(Exercise aim): Quote all of the data exactly as given. Skip every picture it contains.

Task material below:

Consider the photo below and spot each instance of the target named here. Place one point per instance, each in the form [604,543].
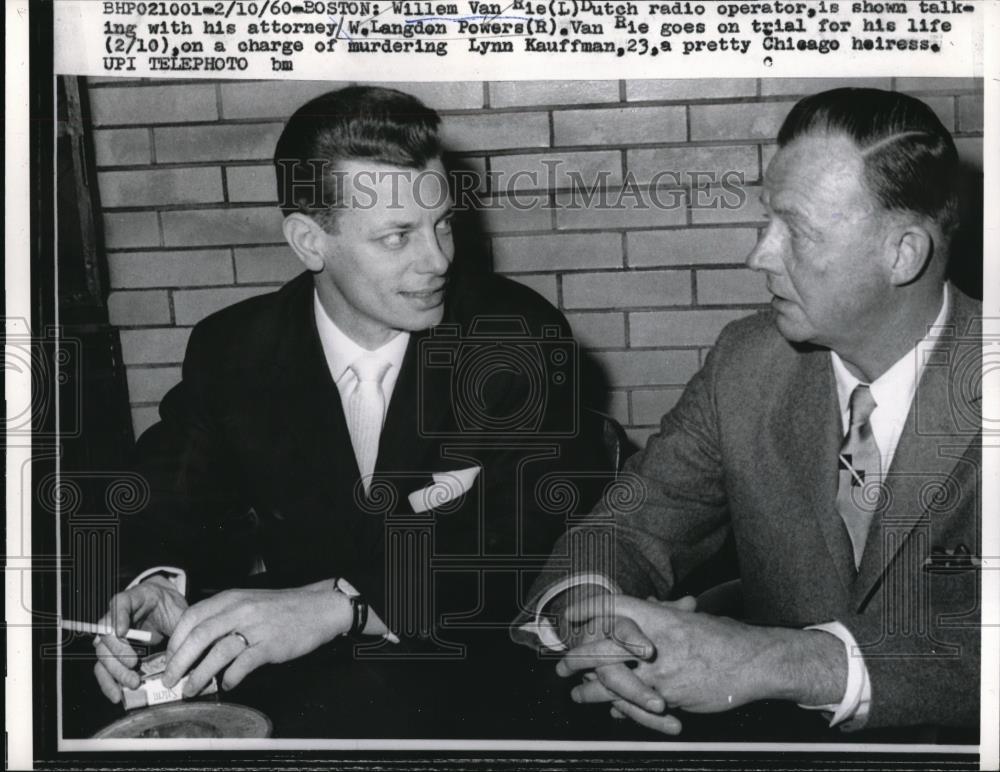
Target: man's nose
[437,253]
[766,254]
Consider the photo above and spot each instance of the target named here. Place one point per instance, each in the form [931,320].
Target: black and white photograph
[596,422]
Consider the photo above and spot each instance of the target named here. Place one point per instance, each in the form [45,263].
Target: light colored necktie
[366,411]
[859,471]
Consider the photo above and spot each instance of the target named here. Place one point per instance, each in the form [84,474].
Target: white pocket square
[446,487]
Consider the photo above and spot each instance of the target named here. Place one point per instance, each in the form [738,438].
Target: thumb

End of Task material.

(Answer to the problem):
Consider the photo below and spot each instance of the target named here. Place one point per instance, each in the form [604,543].
Target: man's nose
[437,253]
[766,254]
Consider the photo above and spot each instance of the target named here. Place one point per instance, each in the form [931,320].
Target: black and white photograph
[596,422]
Consider the photo above and spot each instance of the target named here. Place one point per instance, each in the form [45,263].
Target: light colored necktie
[366,411]
[859,471]
Consider the photo above and spot each instance of the target named here. Place one point per instance, each in the form [84,474].
Target: white pocket square
[446,487]
Consider the photo above and spot each instance of the target named here. Place one point per instance, each in the form [738,438].
Target: thumb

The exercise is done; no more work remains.